▸ Data shown
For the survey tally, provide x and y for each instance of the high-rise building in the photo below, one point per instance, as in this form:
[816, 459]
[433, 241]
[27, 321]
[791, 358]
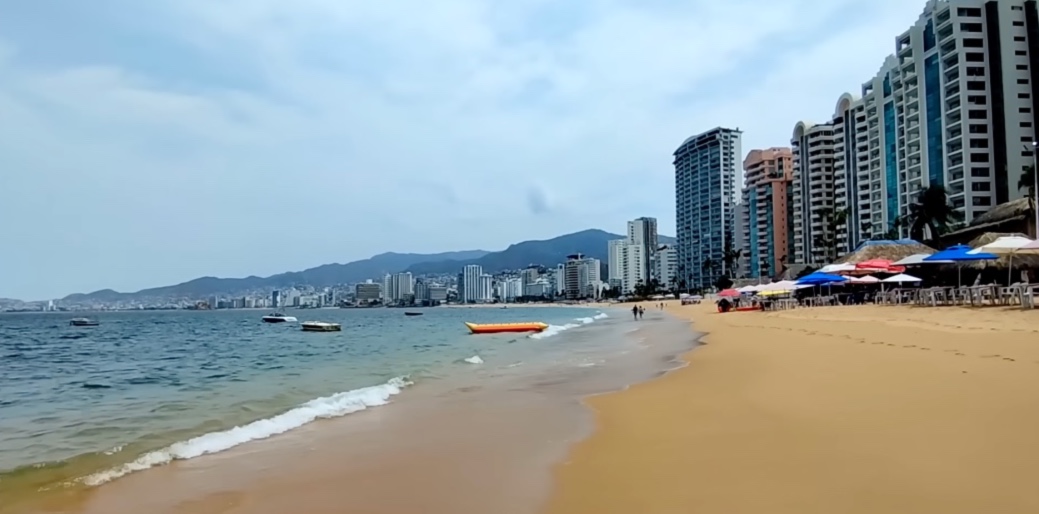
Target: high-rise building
[367, 292]
[704, 182]
[665, 264]
[955, 106]
[642, 232]
[470, 287]
[963, 99]
[813, 191]
[768, 174]
[581, 277]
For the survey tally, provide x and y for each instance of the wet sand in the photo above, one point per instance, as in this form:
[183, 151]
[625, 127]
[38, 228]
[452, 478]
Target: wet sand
[453, 447]
[859, 409]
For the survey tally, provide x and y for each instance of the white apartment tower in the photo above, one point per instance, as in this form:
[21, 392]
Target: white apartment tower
[954, 106]
[813, 191]
[642, 232]
[706, 174]
[471, 289]
[963, 101]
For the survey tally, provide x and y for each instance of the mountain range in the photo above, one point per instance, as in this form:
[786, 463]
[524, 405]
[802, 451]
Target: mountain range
[592, 243]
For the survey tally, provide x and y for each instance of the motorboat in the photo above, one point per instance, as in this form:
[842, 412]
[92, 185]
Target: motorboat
[278, 318]
[506, 327]
[320, 326]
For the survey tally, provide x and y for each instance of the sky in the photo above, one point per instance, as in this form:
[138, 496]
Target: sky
[148, 143]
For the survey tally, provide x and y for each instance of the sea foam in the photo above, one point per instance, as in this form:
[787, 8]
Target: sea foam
[556, 329]
[330, 406]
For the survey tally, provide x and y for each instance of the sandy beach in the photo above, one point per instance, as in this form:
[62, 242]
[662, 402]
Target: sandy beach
[859, 409]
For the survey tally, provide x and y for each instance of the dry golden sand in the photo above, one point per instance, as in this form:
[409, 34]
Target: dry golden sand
[860, 409]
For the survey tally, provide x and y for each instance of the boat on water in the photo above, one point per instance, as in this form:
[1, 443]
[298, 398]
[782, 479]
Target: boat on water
[506, 327]
[320, 326]
[278, 318]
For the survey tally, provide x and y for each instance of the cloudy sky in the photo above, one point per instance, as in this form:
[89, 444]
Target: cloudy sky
[145, 143]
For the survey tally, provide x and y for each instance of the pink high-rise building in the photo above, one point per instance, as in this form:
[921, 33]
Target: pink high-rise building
[767, 216]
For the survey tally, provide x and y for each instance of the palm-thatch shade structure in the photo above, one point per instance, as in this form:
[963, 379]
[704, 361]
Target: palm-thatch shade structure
[1018, 261]
[890, 250]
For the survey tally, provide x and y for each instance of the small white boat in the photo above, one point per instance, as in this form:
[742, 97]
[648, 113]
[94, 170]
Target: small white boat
[278, 318]
[320, 326]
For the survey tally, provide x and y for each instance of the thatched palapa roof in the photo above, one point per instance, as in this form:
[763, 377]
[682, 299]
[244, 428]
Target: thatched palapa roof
[1022, 261]
[891, 250]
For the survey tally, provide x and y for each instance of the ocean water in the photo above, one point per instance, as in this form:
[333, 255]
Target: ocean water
[86, 405]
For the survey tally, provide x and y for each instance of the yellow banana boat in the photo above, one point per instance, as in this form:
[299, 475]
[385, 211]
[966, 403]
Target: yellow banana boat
[506, 327]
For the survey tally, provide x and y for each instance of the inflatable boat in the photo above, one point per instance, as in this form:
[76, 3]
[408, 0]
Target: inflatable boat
[506, 327]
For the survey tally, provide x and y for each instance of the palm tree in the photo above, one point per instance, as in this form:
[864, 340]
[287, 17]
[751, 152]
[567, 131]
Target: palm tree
[931, 214]
[833, 220]
[731, 260]
[1028, 182]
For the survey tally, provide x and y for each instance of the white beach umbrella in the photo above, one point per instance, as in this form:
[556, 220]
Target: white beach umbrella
[902, 278]
[863, 279]
[1007, 245]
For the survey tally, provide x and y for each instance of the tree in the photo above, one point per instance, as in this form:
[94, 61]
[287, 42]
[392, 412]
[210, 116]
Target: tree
[931, 213]
[1028, 182]
[731, 260]
[832, 221]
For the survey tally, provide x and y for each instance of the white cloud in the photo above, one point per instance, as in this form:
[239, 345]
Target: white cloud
[521, 119]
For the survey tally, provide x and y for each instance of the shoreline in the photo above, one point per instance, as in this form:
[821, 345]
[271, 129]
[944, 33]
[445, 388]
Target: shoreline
[854, 409]
[458, 418]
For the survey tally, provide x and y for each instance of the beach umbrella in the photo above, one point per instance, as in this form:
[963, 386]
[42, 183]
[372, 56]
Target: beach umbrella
[901, 278]
[916, 260]
[957, 254]
[879, 266]
[1007, 245]
[863, 279]
[820, 278]
[837, 268]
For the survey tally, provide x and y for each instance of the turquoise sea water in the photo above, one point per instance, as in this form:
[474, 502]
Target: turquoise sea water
[89, 404]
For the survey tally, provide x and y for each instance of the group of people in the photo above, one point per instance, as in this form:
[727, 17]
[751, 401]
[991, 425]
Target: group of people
[638, 310]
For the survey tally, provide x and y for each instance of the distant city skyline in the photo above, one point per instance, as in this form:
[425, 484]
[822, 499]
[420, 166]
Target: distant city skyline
[159, 141]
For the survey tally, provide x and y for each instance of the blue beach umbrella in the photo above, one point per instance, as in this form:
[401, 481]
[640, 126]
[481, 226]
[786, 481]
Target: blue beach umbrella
[819, 278]
[958, 254]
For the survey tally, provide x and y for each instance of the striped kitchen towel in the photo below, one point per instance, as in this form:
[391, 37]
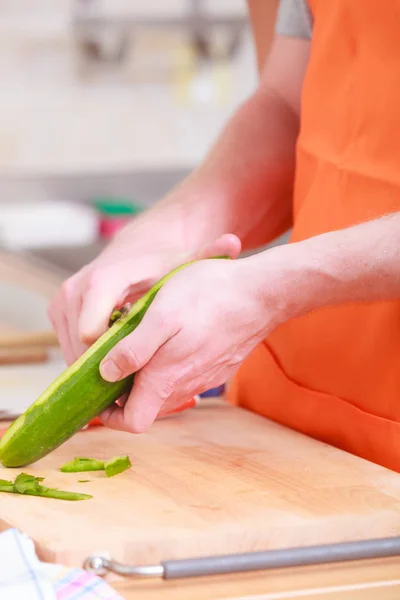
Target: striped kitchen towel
[24, 577]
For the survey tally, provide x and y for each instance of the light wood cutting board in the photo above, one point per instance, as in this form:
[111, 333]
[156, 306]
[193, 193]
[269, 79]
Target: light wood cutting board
[213, 480]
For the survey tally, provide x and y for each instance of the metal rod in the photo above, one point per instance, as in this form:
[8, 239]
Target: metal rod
[253, 561]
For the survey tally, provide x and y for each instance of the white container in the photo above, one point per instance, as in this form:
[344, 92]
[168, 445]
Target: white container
[42, 223]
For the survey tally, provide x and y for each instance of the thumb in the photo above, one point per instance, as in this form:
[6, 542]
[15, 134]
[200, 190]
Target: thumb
[226, 245]
[98, 302]
[136, 349]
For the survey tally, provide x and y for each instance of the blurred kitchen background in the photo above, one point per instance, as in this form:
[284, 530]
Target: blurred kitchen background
[104, 106]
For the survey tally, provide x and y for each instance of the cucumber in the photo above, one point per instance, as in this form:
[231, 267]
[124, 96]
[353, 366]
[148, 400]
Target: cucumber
[77, 396]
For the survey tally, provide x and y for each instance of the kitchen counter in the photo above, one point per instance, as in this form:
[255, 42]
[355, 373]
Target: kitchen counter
[366, 580]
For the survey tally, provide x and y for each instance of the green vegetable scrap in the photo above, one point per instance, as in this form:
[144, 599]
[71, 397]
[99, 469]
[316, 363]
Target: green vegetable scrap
[81, 465]
[117, 465]
[31, 486]
[6, 486]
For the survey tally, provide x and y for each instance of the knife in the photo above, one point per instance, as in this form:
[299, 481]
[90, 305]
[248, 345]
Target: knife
[251, 561]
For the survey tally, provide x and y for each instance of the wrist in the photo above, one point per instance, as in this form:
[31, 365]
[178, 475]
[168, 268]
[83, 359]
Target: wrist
[290, 282]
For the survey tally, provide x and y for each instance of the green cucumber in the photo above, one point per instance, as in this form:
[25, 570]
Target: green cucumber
[77, 396]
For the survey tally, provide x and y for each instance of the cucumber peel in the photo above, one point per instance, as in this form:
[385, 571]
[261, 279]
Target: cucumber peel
[77, 396]
[31, 486]
[81, 465]
[117, 465]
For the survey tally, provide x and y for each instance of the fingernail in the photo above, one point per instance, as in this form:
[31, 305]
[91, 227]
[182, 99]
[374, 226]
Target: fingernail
[110, 371]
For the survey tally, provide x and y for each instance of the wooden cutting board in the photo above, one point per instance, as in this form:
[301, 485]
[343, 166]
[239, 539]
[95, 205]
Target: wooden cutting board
[213, 480]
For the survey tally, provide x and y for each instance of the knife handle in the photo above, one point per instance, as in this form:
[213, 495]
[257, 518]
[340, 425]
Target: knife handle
[252, 561]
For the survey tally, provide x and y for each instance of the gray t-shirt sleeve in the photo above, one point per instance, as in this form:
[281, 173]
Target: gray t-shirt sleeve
[294, 19]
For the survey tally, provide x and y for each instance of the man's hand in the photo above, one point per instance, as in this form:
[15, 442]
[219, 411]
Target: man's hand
[198, 330]
[132, 263]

▸ Given task
Beginning at the line containing "of the fingernail", repeat each line exactly through the last line of the entries, and include no other lines.

▸ Exercise response
For the survey tally, provide x and y for each instance of the fingernail in the photo above, one point per instance, as in this form:
[31, 305]
[91, 227]
[182, 99]
[374, 226]
Target: fingernail
[110, 371]
For the survey tally, provide x and y for each instance of the wooden cutting board in the photo above, one point per instance, as in this form:
[301, 485]
[343, 166]
[239, 539]
[95, 205]
Target: wooden cutting board
[213, 480]
For the survey tally, provide x and y for each instance of the knife handle in the photo above, one point per instance, as in this form:
[213, 495]
[257, 518]
[340, 425]
Target: knife handle
[252, 561]
For the survey tally, provide x and y for each instance of the gray t-shirt sleeve in the photo above, one point per instance, as in this form:
[281, 173]
Target: gray t-shirt sleeve
[294, 19]
For the survey tally, provide x and y for each instance of the man's hand in the photo above, one point per instance, as in this form:
[15, 442]
[219, 411]
Target: man's hand
[198, 330]
[132, 263]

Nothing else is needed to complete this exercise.